Provided information —

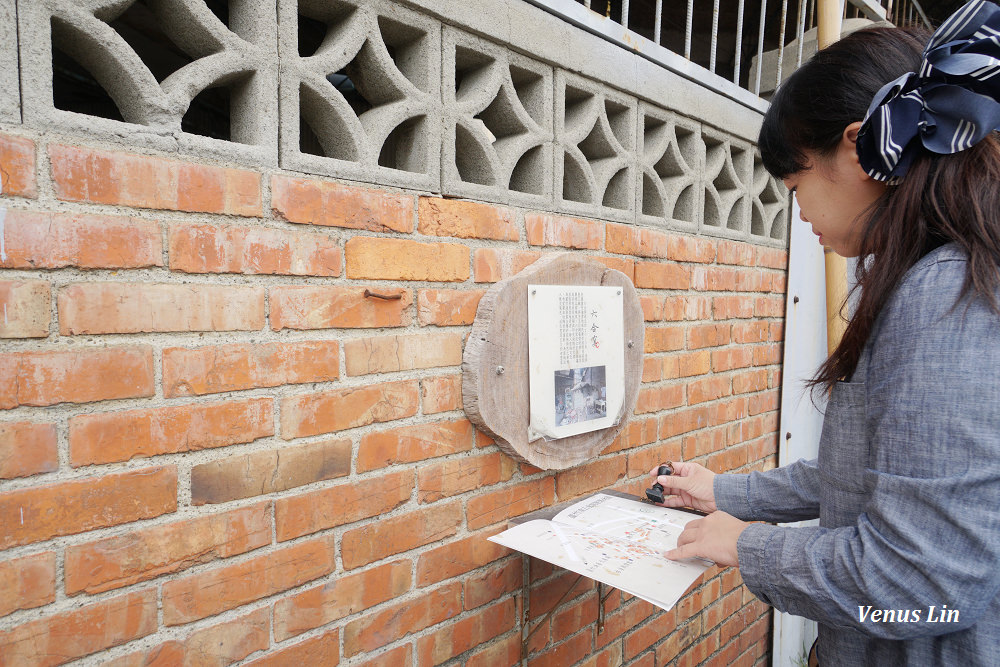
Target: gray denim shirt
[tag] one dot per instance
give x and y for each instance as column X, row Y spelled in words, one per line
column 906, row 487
---
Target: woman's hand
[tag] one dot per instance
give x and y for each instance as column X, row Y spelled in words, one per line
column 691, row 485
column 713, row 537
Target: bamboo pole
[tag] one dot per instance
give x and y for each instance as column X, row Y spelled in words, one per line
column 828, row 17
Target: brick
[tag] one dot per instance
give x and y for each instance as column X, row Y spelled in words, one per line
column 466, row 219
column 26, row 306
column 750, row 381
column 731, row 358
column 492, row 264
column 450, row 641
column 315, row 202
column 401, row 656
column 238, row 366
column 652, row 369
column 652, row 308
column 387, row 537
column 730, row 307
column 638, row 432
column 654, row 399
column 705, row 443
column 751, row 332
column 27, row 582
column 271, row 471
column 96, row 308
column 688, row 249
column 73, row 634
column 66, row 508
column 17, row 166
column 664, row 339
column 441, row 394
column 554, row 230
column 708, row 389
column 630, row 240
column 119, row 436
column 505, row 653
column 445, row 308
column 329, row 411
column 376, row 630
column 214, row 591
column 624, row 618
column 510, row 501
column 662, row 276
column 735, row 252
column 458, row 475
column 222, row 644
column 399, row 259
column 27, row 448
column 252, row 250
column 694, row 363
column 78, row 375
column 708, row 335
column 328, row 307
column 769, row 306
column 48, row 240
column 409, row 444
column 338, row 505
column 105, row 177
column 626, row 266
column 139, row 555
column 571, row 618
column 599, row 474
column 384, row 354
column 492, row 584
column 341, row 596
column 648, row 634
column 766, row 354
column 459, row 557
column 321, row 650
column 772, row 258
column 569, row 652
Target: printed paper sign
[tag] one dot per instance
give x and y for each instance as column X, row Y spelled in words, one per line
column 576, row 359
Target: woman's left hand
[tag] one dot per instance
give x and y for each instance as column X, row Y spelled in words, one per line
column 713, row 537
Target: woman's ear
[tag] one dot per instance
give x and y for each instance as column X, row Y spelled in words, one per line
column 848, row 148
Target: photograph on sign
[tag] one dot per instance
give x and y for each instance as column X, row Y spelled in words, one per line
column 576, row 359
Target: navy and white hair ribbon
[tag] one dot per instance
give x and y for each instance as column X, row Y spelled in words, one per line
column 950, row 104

Required work — Give back only the lines starting at the one that contains "Target: brick" and ending at the one that contains "column 569, row 652", with "dot" swapped for "point" and everything else left as it is.

The solution —
Target: brick
[tag] one point per instance
give x and y for each instance as column X, row Y spelled in words, one per line
column 466, row 219
column 26, row 306
column 750, row 381
column 731, row 358
column 492, row 264
column 450, row 641
column 315, row 202
column 401, row 656
column 238, row 366
column 652, row 369
column 652, row 308
column 387, row 537
column 730, row 307
column 638, row 432
column 654, row 399
column 705, row 443
column 751, row 332
column 27, row 582
column 271, row 471
column 96, row 308
column 688, row 249
column 73, row 634
column 66, row 508
column 17, row 166
column 664, row 339
column 441, row 394
column 554, row 230
column 708, row 389
column 630, row 240
column 119, row 436
column 505, row 653
column 445, row 308
column 329, row 411
column 376, row 630
column 214, row 591
column 624, row 618
column 510, row 501
column 662, row 276
column 735, row 252
column 458, row 475
column 222, row 644
column 399, row 259
column 27, row 448
column 252, row 250
column 694, row 363
column 78, row 375
column 708, row 335
column 328, row 307
column 769, row 306
column 48, row 240
column 409, row 444
column 338, row 505
column 105, row 177
column 626, row 266
column 139, row 555
column 571, row 618
column 599, row 474
column 384, row 354
column 492, row 584
column 341, row 596
column 648, row 634
column 766, row 354
column 459, row 557
column 321, row 650
column 772, row 258
column 569, row 652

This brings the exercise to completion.